> _EXERCISE DESCRIPTION_
Transcribe the listing that follows in full, omitting pictures.
━━ RAW RECORDS ━━
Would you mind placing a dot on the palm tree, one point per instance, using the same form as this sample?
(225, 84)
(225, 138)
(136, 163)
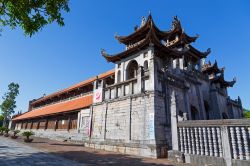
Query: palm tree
(6, 132)
(15, 132)
(27, 134)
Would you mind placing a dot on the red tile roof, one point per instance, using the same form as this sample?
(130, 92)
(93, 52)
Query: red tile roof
(66, 106)
(83, 83)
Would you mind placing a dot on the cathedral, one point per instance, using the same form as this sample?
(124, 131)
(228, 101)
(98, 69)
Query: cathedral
(130, 109)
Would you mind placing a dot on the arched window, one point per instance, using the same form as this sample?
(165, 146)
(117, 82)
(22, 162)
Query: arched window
(119, 76)
(194, 113)
(145, 65)
(132, 69)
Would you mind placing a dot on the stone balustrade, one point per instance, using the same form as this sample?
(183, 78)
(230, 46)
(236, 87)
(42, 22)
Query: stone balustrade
(228, 139)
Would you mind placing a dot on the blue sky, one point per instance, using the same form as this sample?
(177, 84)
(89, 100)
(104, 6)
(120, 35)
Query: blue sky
(56, 58)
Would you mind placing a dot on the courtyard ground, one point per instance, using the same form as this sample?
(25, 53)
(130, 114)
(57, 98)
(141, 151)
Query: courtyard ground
(43, 151)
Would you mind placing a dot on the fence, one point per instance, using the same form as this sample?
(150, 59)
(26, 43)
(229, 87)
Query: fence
(228, 139)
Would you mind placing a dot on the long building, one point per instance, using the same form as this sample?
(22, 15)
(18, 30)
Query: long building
(159, 77)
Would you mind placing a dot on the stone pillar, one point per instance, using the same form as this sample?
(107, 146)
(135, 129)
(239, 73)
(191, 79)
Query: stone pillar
(131, 88)
(216, 112)
(122, 90)
(181, 63)
(69, 121)
(226, 146)
(139, 79)
(202, 112)
(187, 104)
(174, 130)
(201, 64)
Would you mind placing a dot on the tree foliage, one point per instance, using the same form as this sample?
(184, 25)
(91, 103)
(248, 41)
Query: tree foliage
(9, 101)
(32, 15)
(246, 113)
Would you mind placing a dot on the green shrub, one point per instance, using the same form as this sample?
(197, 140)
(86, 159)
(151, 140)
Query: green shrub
(246, 114)
(27, 134)
(15, 132)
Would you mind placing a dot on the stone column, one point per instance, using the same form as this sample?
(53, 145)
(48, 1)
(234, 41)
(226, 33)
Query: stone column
(187, 104)
(202, 112)
(139, 79)
(226, 146)
(201, 64)
(216, 112)
(174, 130)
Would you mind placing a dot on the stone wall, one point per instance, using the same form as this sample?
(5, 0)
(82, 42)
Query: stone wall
(71, 135)
(132, 123)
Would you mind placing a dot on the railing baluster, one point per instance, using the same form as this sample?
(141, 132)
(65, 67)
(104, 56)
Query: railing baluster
(244, 135)
(181, 138)
(201, 142)
(219, 141)
(233, 143)
(189, 142)
(215, 142)
(196, 141)
(192, 140)
(205, 140)
(239, 142)
(210, 145)
(185, 140)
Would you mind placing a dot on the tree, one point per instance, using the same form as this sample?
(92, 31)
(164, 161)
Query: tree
(9, 102)
(32, 15)
(246, 113)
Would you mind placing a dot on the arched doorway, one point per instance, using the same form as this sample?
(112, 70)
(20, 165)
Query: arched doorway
(206, 105)
(119, 76)
(132, 69)
(194, 113)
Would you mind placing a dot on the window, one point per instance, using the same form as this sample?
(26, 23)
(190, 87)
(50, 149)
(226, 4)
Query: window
(119, 76)
(132, 69)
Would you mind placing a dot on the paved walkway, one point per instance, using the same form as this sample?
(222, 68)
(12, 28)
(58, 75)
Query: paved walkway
(13, 153)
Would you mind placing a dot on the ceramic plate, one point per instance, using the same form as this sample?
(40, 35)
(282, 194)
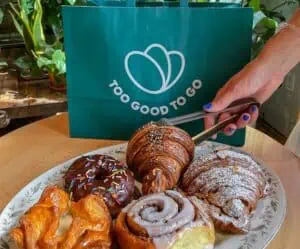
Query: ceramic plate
(265, 221)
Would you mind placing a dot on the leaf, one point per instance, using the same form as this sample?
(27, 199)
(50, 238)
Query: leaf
(37, 28)
(1, 15)
(71, 2)
(27, 6)
(258, 17)
(43, 62)
(255, 4)
(59, 59)
(24, 62)
(3, 64)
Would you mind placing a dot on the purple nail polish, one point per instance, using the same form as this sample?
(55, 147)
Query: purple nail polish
(246, 117)
(253, 108)
(208, 106)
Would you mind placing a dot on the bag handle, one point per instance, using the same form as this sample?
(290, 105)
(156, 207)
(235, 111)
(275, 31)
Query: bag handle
(132, 3)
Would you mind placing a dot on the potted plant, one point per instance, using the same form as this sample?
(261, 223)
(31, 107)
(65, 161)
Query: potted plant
(42, 56)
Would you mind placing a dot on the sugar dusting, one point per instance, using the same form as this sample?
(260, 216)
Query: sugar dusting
(230, 182)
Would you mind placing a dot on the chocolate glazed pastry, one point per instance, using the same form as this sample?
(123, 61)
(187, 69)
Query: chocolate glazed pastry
(158, 155)
(102, 175)
(231, 183)
(166, 220)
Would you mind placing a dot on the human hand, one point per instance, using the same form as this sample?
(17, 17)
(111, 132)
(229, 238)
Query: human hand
(259, 79)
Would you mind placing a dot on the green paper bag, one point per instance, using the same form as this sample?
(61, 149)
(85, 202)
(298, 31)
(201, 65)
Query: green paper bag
(129, 63)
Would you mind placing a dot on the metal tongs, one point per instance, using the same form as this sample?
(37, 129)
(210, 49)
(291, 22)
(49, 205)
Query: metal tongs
(236, 108)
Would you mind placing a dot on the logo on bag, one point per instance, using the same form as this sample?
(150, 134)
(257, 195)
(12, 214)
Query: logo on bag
(167, 81)
(169, 74)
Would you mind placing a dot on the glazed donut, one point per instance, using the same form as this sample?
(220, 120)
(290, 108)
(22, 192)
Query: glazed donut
(102, 175)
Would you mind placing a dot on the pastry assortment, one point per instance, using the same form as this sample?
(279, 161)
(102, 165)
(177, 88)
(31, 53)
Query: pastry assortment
(158, 154)
(163, 219)
(58, 223)
(185, 199)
━━━
> _ANSWER TO THE EXERCISE_
Would you mind placing a dot on the palm tree, one point per instance, using the same form as this sample?
(225, 84)
(225, 138)
(136, 163)
Query: palm tree
(6, 132)
(15, 132)
(27, 134)
Would you mind placing a dot on the red tile roof, one point per instance, using the same form as this sample?
(130, 92)
(93, 52)
Query: red tile roof
(66, 106)
(83, 83)
Would you mind placing a dot on the cathedral, one point per instance, using the same form as this sample?
(124, 131)
(228, 101)
(98, 69)
Query: cathedral
(130, 109)
Would you mind placing a dot on the arched window, one point per instance, using the same form as this sample?
(165, 146)
(117, 82)
(22, 162)
Query: arched window
(119, 76)
(194, 113)
(145, 65)
(132, 69)
Would you mind placing a dot on the stone balustrade, one point per instance, using the same form as this sample?
(183, 78)
(230, 46)
(236, 87)
(42, 22)
Query: stone balustrade
(228, 139)
Would you mind placing a dot on the blue sky, one point per instance, using the same form as this sample?
(177, 84)
(89, 100)
(104, 6)
(120, 35)
Query: blue sky
(56, 58)
Would you mind placing a dot on the courtyard ground, one point per instance, using the same form as this sample?
(25, 53)
(130, 114)
(57, 98)
(141, 151)
Query: courtyard ground
(43, 151)
Would you mind placing a dot on the fence, one point per instance, using the same form as this sample?
(150, 59)
(26, 43)
(229, 87)
Query: fence
(228, 139)
Would you mind placing a dot on the long building, one point per instance, using the same form as this sample?
(22, 15)
(18, 30)
Query: long building
(159, 77)
Would you mind placing a dot on the stone pillar, one point per instance, using the same form as this sample?
(107, 146)
(135, 129)
(239, 73)
(191, 79)
Query: stone pillar
(131, 88)
(216, 112)
(122, 90)
(181, 63)
(69, 121)
(226, 146)
(139, 79)
(202, 112)
(187, 104)
(174, 130)
(201, 64)
Would you mind placing a dot on the tree foliage, one point per instance, using the same form as this sample?
(184, 25)
(91, 103)
(248, 41)
Query: tree foliage
(9, 101)
(32, 15)
(246, 113)
Would you mind placing a dot on the green shrub, one point per instance, using the same form as this sample?
(197, 140)
(86, 159)
(151, 140)
Query: green shrub
(246, 114)
(27, 134)
(15, 132)
Would you mind placing a dot on the stone column, one point per instance, using the same form as this sample?
(53, 145)
(48, 1)
(234, 41)
(226, 33)
Query: stone column
(187, 104)
(202, 112)
(139, 79)
(226, 146)
(201, 64)
(216, 112)
(174, 130)
Would you mind placing a dot on the stone wall, one point per instance, using the same form as this sample?
(5, 0)
(82, 42)
Query: stone wall
(71, 135)
(132, 123)
Would you mind placing a dot on the railing baluster, one point per instance, using the same form as this sample?
(141, 132)
(65, 67)
(104, 56)
Query: railing baluster
(244, 135)
(181, 138)
(201, 142)
(219, 141)
(233, 143)
(189, 142)
(215, 142)
(196, 141)
(192, 140)
(205, 140)
(239, 142)
(210, 145)
(185, 140)
Would you mind placing a dot on the tree, one point per instance, using the same form as this sample?
(92, 31)
(164, 161)
Query: tree
(9, 102)
(32, 15)
(246, 113)
Would you mind placing a dot on the arched doorway, one point per instance, using the same form as this sample?
(112, 70)
(20, 165)
Query: arched doorway
(206, 105)
(119, 76)
(132, 69)
(194, 113)
Would you mind placing a dot on the window, one point per instance, using the same form as this sample?
(26, 23)
(190, 87)
(50, 149)
(226, 4)
Query: window
(119, 76)
(132, 69)
Would you mind placing a dot on the paved walkway, one point per instance, using the same form as this sample?
(222, 68)
(12, 28)
(58, 75)
Query: paved walkway
(13, 153)
Would you mind placing a dot on the ceramic plate, one point per instance, using the same form as this sample?
(40, 35)
(282, 194)
Query: ceramic plate
(265, 221)
Would you mind placing a dot on the leaf, one point per instance, using the same form as this sample?
(27, 199)
(50, 238)
Query: leaf
(37, 28)
(1, 15)
(71, 2)
(27, 6)
(258, 17)
(43, 62)
(255, 4)
(59, 59)
(24, 62)
(3, 64)
Would you mind placing a dot on the purple nail polish, one point per instance, using the same form as this sample?
(55, 147)
Query: purple nail polish
(246, 117)
(253, 108)
(208, 106)
Would you mind placing a dot on the bag handle, one point per instance, using the same form as this sample?
(290, 105)
(156, 207)
(235, 111)
(275, 31)
Query: bag handle
(132, 3)
Would you mind placing a dot on the potted plant, one point per instance, using the same form as this sample?
(261, 223)
(31, 107)
(65, 161)
Query: potted plant
(42, 56)
Would you mind placing a dot on the sugar dusting, one point per instance, using the same form as this sample?
(260, 216)
Query: sugar dusting
(230, 182)
Would you mind placing a dot on the chocolate glazed pastry, one point per instance, using the same form as this sample?
(123, 61)
(187, 69)
Query: chocolate glazed pastry
(158, 155)
(102, 175)
(231, 183)
(166, 220)
Would you mind placing a dot on the human hand, one point per instance, using the same form as this sample?
(17, 17)
(111, 132)
(229, 238)
Query: human hand
(259, 79)
Would you mind placing a dot on the green paper bag, one point per instance, using the same form as this sample?
(61, 149)
(85, 202)
(298, 31)
(201, 65)
Query: green paper bag
(129, 63)
Would you mind placing a dot on the metal tongs, one point per instance, using the same form as this sample?
(37, 129)
(210, 49)
(291, 22)
(49, 205)
Query: metal tongs
(236, 108)
Would you mind placing a dot on the logo on bag, one point per instance, using the same form as this sample?
(150, 134)
(257, 195)
(12, 214)
Query: logo on bag
(167, 81)
(169, 74)
Would you mind placing a dot on the glazed donut, one point per instance, using the same form as this sample?
(220, 120)
(290, 108)
(22, 192)
Query: glazed donut
(102, 175)
Would you mind placing a dot on the pastry assortment, one point per instance, using the same form as this sample?
(279, 161)
(102, 165)
(177, 88)
(31, 53)
Query: pastry assortment
(158, 154)
(163, 219)
(58, 223)
(185, 199)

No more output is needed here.